- SOURCE PASSAGE:
== == ==
Ancient Chinese curse: “May you live in interesting times”.
And so, Lord Justice Jackson has published his recommendations for extending fixed fees. The key proposals for extending fixed recoverable costs (“FRC”) to all fast-track cases, and a significant increase in fixed fees for the majority of claims with a value of up to £100,000, are no great surprise.
In more detail, he proposes:
- All recoverable costs in the fast track should be fixed, the figures should be reviewed every three years.
- A new ‘intermediate’ track with a streamlined procedure should be created for monetary relief cases above the fast track, which are of modest complexity and up to a value of £100,000.
- There should be a grid of FRC for intermediate track cases, the figures should be reviewed every three years.
- There should be FRC for (a) applications to approve settlements for children and protected parties and (b) costs only proceedings, in respect of intermediate track cases.
- Save as set out in recommendation (iv), Part 8 claims should be excluded from the proposed FRC regime.
- The Civil Justice Council should, in conjunction with the Department of Health, set up a working party to develop a bespoke process for clinical negligence claims up to £25,000, together with a grid of FRC for such cases.
- There should be a voluntary pilot of capped recoverable costs, in conjunction with streamlined procedures, for business and property cases with a value up to £250,000. If the pilot is successful, such a regime should be made available at the judge’s discretion for any suitable case in the Business and Property Courts or the Business and Property Lists of the County Court.
- For FRC cases, where a defendant fails to beat a claimant’s Part 36 offer, instead of indemnity costs applying in place of FRC, the claimant should be awarded a 30% or 40% uplift on costs. (This is what I suggested, although with a different level of uplift, 18 months ago.)
== == ==
- GIVEN RECORDS:
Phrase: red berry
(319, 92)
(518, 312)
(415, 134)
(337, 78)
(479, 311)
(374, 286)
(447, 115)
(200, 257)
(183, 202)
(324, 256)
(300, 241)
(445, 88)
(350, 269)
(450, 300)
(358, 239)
== == ==
- EXERCISE DESCRIPTION: Reproduce the stretch of the passage on fixed recoverable costs from "- There should be a voluntary" through "the County Court.". The entries are separate from the passage on fixed recoverable costs.

- EXPECTED OUTPUT:
- There should be a voluntary pilot of capped recoverable costs, in conjunction with streamlined procedures, for business and property cases with a value up to £250,000. If the pilot is successful, such a regime should be made available at the judge’s discretion for any suitable case in the Business and Property Courts or the Business and Property Lists of the County Court.